=== Material to process ===

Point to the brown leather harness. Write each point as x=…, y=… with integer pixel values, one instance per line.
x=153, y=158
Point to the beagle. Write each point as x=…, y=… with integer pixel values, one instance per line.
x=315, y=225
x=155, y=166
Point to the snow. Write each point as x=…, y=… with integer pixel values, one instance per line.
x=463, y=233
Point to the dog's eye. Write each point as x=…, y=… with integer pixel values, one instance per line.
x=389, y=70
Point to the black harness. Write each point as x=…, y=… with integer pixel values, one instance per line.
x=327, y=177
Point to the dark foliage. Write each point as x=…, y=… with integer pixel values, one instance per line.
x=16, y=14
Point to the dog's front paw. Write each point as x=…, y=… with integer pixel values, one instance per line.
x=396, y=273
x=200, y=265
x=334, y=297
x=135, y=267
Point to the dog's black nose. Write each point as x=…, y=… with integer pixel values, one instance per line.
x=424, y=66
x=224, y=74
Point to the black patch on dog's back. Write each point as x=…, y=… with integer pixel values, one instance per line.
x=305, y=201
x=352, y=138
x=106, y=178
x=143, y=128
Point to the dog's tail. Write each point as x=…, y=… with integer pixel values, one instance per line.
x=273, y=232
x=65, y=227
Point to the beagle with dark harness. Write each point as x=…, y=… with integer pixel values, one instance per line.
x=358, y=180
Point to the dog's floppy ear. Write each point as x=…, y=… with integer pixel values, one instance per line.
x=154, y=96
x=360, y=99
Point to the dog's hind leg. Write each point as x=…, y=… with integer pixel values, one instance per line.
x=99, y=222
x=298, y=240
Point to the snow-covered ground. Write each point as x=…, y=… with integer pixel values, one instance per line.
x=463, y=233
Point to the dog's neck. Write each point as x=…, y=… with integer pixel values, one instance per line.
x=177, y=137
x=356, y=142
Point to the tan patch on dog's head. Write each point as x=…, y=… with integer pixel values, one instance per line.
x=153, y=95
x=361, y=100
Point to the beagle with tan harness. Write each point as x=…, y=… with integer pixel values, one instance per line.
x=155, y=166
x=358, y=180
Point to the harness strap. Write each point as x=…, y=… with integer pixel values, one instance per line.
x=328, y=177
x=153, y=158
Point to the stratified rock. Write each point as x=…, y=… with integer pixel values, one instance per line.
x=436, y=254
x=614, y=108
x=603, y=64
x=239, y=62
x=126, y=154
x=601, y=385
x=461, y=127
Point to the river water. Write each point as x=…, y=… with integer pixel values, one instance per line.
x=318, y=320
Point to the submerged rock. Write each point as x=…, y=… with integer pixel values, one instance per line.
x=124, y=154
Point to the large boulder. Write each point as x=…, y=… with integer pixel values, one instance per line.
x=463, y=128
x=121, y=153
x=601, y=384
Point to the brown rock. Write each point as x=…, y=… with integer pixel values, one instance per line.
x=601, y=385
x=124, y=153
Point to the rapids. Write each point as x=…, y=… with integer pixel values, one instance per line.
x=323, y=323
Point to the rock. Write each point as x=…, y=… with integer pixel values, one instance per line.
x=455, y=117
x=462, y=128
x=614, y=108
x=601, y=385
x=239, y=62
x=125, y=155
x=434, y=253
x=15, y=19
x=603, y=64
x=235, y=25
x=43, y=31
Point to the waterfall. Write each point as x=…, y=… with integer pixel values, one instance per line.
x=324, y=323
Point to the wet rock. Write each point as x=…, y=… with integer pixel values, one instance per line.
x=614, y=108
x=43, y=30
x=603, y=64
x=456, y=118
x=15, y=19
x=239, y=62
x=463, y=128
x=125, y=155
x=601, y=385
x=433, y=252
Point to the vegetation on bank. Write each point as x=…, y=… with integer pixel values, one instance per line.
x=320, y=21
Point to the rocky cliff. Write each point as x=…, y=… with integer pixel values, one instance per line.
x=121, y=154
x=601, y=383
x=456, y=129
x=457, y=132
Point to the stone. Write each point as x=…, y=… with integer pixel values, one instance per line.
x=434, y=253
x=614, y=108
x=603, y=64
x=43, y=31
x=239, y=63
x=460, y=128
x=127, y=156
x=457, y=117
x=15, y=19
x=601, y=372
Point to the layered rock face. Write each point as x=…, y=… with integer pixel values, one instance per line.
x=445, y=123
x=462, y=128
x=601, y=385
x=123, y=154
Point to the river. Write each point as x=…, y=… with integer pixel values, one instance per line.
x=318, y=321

===

Swap "rock" for "stone" in the lines starting with the line with "Point to the tan" and going on through the line with "x=124, y=154". Write those lines out again with nothing else changed.

- **Exercise response**
Point to the tan patch on dog's head. Write each point as x=…, y=… with integer pixel values, one instance per line.
x=153, y=95
x=361, y=100
Point to the beagle with tan harness. Write each point as x=…, y=… with integer pixel values, one instance per line.
x=155, y=166
x=358, y=180
Point to the harness strap. Write each point as x=…, y=… with integer pixel values, one instance per line.
x=328, y=177
x=153, y=158
Point to the stratified stone. Write each point as x=…, y=… with integer pixel values, one instance per line.
x=436, y=254
x=614, y=108
x=603, y=64
x=239, y=62
x=126, y=154
x=601, y=385
x=461, y=127
Point to the river water. Write each point as x=…, y=… with integer pixel values, one instance per line.
x=318, y=320
Point to the submerged stone. Write each point as x=…, y=… with integer pixel values, one instance per line.
x=124, y=154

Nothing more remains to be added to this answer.